[Rows from an object pointing dataset]
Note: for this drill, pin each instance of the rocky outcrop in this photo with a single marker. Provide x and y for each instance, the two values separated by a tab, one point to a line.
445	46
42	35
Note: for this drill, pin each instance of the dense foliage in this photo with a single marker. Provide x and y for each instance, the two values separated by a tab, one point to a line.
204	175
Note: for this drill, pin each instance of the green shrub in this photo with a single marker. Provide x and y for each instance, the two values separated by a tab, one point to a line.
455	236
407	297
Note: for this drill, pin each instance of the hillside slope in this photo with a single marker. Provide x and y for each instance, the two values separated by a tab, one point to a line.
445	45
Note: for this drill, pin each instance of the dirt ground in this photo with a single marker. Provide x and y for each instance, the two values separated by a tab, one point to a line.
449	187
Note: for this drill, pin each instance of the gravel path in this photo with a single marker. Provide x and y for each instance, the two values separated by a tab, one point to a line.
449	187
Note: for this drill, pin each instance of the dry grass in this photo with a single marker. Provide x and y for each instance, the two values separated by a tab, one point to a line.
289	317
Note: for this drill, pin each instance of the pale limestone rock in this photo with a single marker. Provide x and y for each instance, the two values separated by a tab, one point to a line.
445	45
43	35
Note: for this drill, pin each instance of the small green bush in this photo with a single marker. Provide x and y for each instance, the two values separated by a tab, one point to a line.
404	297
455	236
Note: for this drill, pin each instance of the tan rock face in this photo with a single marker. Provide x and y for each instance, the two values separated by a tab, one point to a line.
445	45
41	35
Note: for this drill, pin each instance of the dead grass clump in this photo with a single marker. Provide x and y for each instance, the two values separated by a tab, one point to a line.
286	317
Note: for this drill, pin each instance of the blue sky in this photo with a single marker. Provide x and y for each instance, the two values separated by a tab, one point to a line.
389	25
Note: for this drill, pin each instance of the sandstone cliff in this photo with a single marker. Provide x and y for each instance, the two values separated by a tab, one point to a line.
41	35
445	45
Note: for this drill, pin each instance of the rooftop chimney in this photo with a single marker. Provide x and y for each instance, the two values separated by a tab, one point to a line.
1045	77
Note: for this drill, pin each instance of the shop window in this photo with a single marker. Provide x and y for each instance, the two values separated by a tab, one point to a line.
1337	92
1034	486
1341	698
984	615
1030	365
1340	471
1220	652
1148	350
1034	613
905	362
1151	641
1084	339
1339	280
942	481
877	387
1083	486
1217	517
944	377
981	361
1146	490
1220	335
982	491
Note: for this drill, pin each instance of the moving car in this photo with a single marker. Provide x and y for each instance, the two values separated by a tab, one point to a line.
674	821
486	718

TASK →
Reproduce verbatim the lines of the records from the line containing "Note: for this drill, pin each instance of the moving" through the end of the records, including that first line.

TASK RESPONSE →
Note: for this drill, pin each instance of the moving car in this photo with a single marker. Provide x and y for each instance, the two values separated by a tab, one point to a line.
674	821
486	718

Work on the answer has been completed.